■ **Complete the following**:
**A.** Copy out everything in the trip-planning passage from "Google Docs: Route" down to "come get us.".
**B.** According to the trip-planning passage, who was given view-only access to the shared document?
**C.** Pick up the trip-planning passage after its final sentence and carry it forward.

■ **Reading text**:

● ● ● ● ●

Google Docs: Route Plan, Car Spots, and Emergency Contact Info

After our 90 minute planning call, the vast bulk of our pre-trip preparations were managed using one shared google document that listed our route plan, expected campsites, car spots, license plate numbers and emergency contacts. This is all the information that a SAR rescue team would want if they had to come get us.

I created a Google spreadhsheet and shared it with all of the trip participants so they could edit it dynamically without going through me. I also shared the document with our spouses/partners in view-only mode so they could refer to it in an emergency.

Route Info Sheet and Emergency Contacts
Route Info Sheet and Emergency Contacts

I have to credit Andrew Skurka for showing me the power of Google Docs for group trip planning like this. Andrew uses it for sharing information with all of the participants and guides on his Ultimate Hiker and Advanced Navigation Trips, and I am sold on its utility for this purpose. It completely eliminates giant email threads and keeps group information organized and easily accessible in a device and location independent way.

● ● ● ● ●

■ **Dataset**:
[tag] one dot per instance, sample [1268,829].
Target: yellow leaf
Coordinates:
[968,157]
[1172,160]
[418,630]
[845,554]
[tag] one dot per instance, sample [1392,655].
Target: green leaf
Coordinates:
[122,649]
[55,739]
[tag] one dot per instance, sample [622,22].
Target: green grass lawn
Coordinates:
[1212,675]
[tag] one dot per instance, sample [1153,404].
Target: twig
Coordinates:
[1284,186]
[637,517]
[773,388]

● ● ● ● ●

■ **Results by task**:
**A.**
Google Docs: Route Plan, Car Spots, and Emergency Contact Info

After our 90 minute planning call, the vast bulk of our pre-trip preparations were managed using one shared google document that listed our route plan, expected campsites, car spots, license plate numbers and emergency contacts. This is all the information that a SAR rescue team would want if they had to come get us.

**B.** The spouses and partners of the trip participants.

**C.**
Summing Up

These online collaboration tools are very useful for planning group hikes where the route is not predetermined by a designated leader in advance and decisions must be made by a group enroute depending on highly dynamic weather, trail conditions and hiker fitness. While I’m sure they will evolve further, I had enough success using them on my last backpacking trip, that I expect to use similar tools for group planning on future backpacking trips and bushwhacks.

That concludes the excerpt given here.